Given information Start Marker

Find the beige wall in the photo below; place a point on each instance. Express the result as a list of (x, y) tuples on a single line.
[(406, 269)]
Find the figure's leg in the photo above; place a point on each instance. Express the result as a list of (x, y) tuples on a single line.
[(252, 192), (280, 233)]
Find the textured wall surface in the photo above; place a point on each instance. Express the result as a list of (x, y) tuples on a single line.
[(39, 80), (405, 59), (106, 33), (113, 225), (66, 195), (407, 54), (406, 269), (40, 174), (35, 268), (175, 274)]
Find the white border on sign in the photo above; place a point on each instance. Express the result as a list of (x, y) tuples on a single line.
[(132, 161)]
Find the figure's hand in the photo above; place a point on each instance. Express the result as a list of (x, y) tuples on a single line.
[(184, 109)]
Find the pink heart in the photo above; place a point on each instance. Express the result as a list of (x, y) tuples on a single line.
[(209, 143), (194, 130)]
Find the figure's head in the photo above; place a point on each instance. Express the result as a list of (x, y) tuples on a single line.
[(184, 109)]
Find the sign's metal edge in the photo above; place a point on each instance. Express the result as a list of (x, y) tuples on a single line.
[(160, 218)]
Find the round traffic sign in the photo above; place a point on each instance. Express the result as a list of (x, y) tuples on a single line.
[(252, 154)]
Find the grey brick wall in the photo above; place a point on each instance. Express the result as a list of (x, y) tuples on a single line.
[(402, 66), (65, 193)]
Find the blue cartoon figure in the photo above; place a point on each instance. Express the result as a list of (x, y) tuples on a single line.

Given information End Marker

* Task instructions: Exactly as they stand above, retype all of the records.

* The answer:
Find the beige wall in the photo below; place a point on each instance. Express the result as a list of (x, y) tuples on a single line.
[(406, 269)]
Find the figure's leg in the photo above; place a point on each instance. Express the result as a list of (x, y) tuples on a single line.
[(252, 192), (280, 233)]
Find the textured wall surface in the photo above; place a point on each instance. Express the result as a list of (x, y) tuples on a single line.
[(39, 80), (405, 59), (106, 33), (113, 225), (66, 195), (407, 54), (406, 269), (40, 174), (35, 268), (175, 274)]
Find the white border on sign in the photo above; place a point on each instance. Express the result as a list of (x, y) tuples on a single line.
[(132, 161)]
Find the figure's hand in the photo above; place a point on each instance. Express the result as a list of (x, y) tuples on a single line.
[(184, 109)]
Find the pink heart in the photo above; place a point on each instance. Express the result as a list of (x, y) tuples on a single line.
[(209, 143), (194, 130)]
Find the figure's head in the photo above; place a point on each instance. Express the result as a list of (x, y) tuples on a single line.
[(184, 109)]
Find the sign's metal edge in the photo above; place a point on each instance. Express the result as a list of (x, y) tuples on a single line.
[(160, 218)]
Find the round traffic sign in the photo above; place a point on each instance. Express the result as a list of (x, y) tuples on a single line.
[(252, 154)]
Find the grey brick wall in the photo above; place a point on each instance. Express the result as a list of (x, y) tuples on a single line.
[(402, 66), (65, 193)]
Find the blue cartoon figure in the photo above; place a point on each instance. Express the result as a list of (x, y) tuples on a single line.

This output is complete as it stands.